### RECORD EXCERPTS
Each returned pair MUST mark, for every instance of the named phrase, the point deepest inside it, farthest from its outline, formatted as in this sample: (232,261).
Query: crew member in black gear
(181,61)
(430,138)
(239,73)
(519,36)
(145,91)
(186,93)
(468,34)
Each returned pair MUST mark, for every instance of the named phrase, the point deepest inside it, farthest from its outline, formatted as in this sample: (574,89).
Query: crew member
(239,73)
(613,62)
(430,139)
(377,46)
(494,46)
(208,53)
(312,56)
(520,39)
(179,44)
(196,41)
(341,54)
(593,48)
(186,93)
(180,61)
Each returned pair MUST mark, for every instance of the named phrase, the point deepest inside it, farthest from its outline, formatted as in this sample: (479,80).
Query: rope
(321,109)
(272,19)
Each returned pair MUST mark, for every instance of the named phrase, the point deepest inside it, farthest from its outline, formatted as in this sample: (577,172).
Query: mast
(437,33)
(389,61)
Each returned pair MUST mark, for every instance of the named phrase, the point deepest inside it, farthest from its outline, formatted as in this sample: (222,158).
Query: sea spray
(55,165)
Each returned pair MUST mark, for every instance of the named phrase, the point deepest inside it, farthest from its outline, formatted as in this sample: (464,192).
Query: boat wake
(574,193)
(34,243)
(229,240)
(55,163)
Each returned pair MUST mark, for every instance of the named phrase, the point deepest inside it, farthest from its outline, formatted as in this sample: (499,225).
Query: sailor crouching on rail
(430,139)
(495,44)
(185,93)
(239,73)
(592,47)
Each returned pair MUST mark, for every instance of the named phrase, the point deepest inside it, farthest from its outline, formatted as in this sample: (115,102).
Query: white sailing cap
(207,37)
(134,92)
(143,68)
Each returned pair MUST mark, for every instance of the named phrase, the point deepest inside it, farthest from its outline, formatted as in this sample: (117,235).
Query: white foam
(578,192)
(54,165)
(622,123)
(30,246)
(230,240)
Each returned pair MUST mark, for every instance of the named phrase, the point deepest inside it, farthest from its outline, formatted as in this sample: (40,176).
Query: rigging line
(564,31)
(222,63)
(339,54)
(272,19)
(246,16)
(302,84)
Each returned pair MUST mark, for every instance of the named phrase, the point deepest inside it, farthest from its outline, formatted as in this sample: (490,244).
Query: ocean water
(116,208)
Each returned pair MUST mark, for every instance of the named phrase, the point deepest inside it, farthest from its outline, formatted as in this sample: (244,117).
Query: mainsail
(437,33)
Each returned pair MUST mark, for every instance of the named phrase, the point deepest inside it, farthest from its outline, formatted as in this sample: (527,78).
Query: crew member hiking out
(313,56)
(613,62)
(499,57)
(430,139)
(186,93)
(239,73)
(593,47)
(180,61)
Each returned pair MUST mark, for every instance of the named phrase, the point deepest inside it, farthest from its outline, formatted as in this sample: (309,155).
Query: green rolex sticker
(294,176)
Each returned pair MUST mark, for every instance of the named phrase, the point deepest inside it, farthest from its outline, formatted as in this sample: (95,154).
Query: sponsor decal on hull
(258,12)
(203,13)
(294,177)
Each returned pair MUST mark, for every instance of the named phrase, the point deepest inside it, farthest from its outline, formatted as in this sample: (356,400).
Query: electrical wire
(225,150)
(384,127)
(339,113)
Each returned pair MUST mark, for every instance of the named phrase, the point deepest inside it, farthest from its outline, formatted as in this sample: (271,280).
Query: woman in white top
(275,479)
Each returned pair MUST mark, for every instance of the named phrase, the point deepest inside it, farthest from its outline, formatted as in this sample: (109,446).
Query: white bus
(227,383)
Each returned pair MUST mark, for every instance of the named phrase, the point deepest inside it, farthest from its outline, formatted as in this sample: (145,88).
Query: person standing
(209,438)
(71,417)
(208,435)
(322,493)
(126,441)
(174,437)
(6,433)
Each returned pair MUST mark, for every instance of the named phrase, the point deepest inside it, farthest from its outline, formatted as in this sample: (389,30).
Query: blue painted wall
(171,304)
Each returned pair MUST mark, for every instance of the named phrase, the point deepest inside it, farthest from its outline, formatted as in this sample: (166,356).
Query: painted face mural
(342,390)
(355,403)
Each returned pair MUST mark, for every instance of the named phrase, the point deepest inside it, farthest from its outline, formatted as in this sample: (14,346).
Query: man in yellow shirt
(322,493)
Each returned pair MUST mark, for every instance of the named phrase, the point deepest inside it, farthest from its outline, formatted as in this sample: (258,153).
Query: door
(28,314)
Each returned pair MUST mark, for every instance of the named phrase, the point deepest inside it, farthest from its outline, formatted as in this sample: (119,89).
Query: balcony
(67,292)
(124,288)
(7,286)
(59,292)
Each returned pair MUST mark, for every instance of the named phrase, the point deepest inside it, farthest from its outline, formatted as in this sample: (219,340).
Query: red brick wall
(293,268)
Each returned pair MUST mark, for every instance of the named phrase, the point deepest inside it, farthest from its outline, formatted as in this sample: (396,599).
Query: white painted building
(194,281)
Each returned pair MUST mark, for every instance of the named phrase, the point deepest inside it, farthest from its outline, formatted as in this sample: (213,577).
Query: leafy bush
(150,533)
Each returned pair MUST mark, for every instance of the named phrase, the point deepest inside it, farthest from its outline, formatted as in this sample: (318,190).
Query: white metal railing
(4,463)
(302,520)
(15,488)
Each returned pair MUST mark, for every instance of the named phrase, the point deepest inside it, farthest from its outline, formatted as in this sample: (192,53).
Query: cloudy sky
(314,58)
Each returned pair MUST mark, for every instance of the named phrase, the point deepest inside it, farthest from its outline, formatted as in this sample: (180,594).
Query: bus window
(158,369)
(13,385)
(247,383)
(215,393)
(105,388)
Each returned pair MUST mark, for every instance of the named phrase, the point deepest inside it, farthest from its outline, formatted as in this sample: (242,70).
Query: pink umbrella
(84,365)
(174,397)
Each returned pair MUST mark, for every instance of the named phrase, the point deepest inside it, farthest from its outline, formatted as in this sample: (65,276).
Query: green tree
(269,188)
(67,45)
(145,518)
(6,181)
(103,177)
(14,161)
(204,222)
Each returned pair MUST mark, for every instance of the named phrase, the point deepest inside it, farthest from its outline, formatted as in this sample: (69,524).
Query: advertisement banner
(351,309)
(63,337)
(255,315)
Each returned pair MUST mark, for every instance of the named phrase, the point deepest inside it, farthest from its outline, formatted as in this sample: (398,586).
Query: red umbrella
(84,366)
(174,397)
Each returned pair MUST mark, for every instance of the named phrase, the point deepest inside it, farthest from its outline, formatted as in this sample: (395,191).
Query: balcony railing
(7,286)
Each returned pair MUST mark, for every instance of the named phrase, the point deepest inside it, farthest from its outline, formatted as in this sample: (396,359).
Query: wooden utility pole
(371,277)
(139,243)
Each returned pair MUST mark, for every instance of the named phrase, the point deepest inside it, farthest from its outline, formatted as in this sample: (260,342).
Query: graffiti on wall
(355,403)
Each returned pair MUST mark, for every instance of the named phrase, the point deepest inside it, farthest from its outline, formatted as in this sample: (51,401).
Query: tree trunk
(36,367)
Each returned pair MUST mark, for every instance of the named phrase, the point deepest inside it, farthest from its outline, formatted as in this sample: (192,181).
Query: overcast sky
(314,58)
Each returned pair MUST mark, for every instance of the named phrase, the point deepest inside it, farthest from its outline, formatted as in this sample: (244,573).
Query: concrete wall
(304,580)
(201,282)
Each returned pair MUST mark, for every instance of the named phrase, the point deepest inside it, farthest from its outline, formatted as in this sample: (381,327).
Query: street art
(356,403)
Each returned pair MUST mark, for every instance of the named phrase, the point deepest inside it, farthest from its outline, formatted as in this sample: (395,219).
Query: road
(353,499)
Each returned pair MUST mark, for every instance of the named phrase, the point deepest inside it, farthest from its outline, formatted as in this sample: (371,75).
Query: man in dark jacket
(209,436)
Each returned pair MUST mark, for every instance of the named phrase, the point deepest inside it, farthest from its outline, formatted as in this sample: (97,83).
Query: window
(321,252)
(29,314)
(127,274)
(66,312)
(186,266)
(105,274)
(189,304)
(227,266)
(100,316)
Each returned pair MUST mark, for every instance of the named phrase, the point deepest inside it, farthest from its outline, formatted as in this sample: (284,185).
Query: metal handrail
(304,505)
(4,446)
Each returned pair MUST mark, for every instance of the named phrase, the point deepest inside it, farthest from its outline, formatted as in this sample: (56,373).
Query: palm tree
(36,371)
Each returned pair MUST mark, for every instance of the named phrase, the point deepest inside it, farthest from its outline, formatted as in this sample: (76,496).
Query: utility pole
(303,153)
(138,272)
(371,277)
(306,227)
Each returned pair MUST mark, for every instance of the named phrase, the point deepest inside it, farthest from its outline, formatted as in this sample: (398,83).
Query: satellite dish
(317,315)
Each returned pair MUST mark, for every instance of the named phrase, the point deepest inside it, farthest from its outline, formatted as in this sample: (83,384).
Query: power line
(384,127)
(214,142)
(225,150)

### CHALLENGE
Find the line containing "this sample: (56,373).", then output it and every line after it to the end of the data, exactly.

### EXERCISE RESULT
Each returned pair MUST mark, for every instance of the named phrase, the point deepest inside it, farthest from its outline, formatted as in this sample: (56,373).
Query: palm tree
(36,371)
Each returned pair MUST mark, for every instance of the named phrase, the point deepest inside it, farthest from its outline, formatted as in this sample: (76,496).
Query: utility pole
(303,153)
(138,272)
(371,277)
(306,227)
Each returned pair MUST mark, for every instance of the named phrase, the point deepest inside it, farthest from its outline, formatted as in this sample: (398,83).
Query: satellite dish
(317,315)
Each returned pair MUST mark, for every instance of the named phrase, the point deepest inside it, farthest from its outline, formatted as in this sample: (83,384).
Query: power line
(384,127)
(214,142)
(225,150)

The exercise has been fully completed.